### Excerpted passage

More specifically:  AA + the enzymes COX1 and COX2 make prostaglandins, which mediate pieces of the inflammatory response.  NSAIDS like ibuprofen, naproxen, diclofenac and acetylsalicylic acid (otherwise known as aspirin) will block COX1 and COX2, reducing the ability of the body to make prostaglandins.

So will doing that not only help a fever or an aching muscle, but also the symptoms of schizophrenia?  What does the literature say?

All the randomized controlled trials of antipsychotic medication augmentation with an NSAID were analyzed in this meta-analysis.  (No one official is just using Advil for psychosis.)  In the literature there were 5 (small) RCTs, for a total of 264 patients.  The trials all used celecoxib (a selective COX2 inhibitor) or aspirin, and lasted from 5 weeks to 3 months.  4 of the 5 studies all had similar results, modestly but significantly helpful in both "positive" symptoms such as hearing voices and "negative" symptoms such as social withdrawal.  One study showed the NSAIDs not to be helpful, compared to placebo.   Apparently two other unpublished studies also showed celecoxib to be unhelpful, so we have to be cautious about these findings.

### Information provided
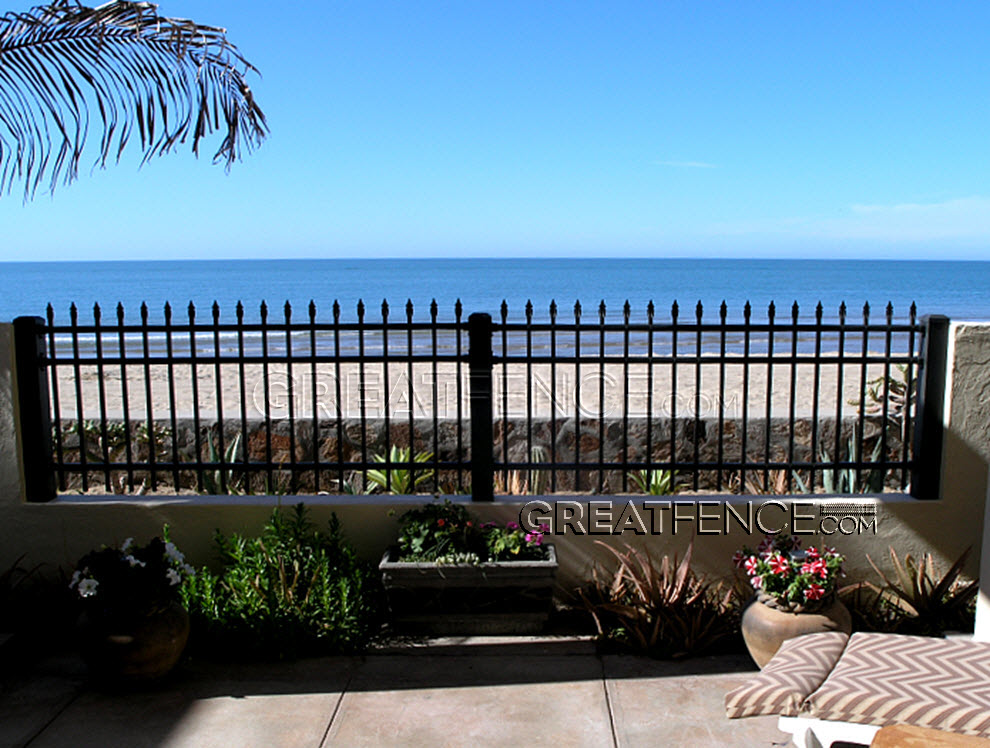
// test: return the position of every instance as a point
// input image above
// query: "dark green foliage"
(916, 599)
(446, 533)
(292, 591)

==

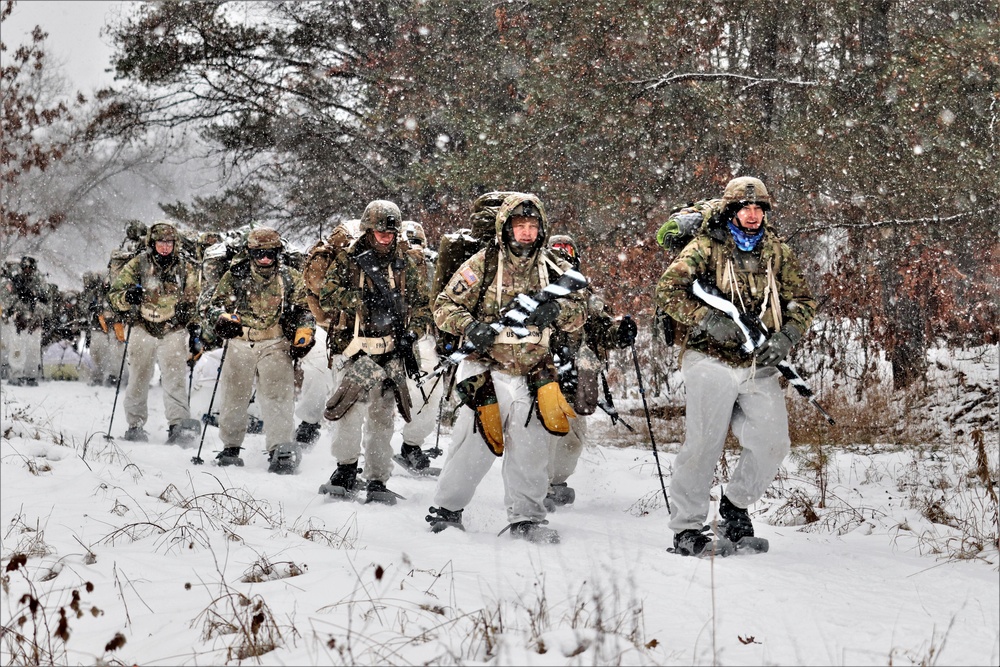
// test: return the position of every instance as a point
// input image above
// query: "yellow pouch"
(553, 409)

### Brief A
List every NSAID that the passage on NSAIDs and schizophrenia names as blocking COX1 and COX2.
### Brief B
In the passage on NSAIDs and schizophrenia, how many patients did the five randomized controlled trials include in total?
### Brief C
Please continue the passage on NSAIDs and schizophrenia from its last sentence.

### Final answer A
Ibuprofen, naproxen, diclofenac, and acetylsalicylic acid (aspirin).

### Final answer B
264 patients.

### Final answer C
More specifically, with a few of the celecoxib studies, the NSAID didn't appear to be particularly active in the central nervous system, as expression of COX2 wasn't altered in the hippocampus and there were no changes in the cytokine profiles in immune cells called mononuclear cells.  In the aspirin study, however, they were able to detect a treatment effect with differences in cytokine profiles due to the drug.  Since COX1 prostaglandins cause platelet aggregation, inhibiting COX1 leads to the supposed cardioprotective effects (but also the increased risk of ulcers) of the nonselective NSAIDS.  It's a bit irritating that all these studies were done with the selective COX2 inhibitor, celecoxib, but since it was the one on patent, I'm guessing that's why the money was spent there.  It would be interesting to see larger studies done with ibuprofen or aspirin, frankly.

Well!  More wait and see.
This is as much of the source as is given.